__Data entries__.
========
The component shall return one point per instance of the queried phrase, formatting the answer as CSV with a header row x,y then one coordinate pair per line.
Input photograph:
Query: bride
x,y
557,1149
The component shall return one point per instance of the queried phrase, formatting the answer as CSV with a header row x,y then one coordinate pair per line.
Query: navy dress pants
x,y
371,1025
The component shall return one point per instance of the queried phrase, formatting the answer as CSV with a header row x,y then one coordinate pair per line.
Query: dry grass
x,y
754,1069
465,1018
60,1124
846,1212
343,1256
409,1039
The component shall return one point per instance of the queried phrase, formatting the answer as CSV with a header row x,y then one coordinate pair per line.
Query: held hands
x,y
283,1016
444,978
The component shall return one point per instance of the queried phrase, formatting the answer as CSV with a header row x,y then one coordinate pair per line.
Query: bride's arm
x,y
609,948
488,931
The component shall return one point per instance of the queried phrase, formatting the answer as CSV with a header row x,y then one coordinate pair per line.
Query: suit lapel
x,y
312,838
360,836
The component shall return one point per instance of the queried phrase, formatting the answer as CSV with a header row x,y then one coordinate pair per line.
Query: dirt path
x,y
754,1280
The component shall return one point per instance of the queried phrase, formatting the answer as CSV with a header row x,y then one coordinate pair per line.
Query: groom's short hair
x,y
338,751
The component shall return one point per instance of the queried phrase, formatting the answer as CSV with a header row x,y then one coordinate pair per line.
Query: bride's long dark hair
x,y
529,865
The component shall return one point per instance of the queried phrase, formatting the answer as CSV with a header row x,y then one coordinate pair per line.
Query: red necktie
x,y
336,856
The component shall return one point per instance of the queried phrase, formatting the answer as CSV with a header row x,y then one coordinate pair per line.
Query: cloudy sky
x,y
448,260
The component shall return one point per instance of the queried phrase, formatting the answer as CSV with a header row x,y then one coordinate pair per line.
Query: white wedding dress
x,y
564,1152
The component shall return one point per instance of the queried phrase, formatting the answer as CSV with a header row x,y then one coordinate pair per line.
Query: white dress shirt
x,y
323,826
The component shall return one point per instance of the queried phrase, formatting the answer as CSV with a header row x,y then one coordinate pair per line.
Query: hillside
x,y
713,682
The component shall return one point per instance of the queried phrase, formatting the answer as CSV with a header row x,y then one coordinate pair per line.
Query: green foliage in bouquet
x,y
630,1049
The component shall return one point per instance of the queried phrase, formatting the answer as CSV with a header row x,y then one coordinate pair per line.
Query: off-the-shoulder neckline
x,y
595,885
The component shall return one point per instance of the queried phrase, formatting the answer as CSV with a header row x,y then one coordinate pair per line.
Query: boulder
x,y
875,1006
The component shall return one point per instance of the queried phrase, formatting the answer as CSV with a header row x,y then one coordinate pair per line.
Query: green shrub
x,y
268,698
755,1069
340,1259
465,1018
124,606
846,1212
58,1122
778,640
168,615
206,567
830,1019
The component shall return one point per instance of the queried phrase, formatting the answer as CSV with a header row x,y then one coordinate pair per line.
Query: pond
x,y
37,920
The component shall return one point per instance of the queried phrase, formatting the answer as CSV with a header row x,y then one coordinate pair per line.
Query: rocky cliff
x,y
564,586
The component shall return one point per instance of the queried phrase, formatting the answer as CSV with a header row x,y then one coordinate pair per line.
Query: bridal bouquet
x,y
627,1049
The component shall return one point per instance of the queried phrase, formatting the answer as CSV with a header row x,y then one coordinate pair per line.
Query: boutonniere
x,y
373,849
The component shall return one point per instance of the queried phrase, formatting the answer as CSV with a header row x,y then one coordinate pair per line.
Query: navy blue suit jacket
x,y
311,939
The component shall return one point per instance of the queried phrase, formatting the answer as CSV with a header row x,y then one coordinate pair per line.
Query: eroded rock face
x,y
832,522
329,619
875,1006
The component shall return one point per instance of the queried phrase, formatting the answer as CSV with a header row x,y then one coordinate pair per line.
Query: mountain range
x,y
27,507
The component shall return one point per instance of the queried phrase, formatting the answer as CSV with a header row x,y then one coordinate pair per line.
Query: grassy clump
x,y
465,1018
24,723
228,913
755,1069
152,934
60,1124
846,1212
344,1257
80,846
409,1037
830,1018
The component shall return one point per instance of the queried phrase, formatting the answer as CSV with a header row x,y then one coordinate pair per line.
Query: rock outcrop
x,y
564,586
========
Count the lines in the records above that contain the string "suit", matching case exactly. Give only the number.

__Exercise solution__.
2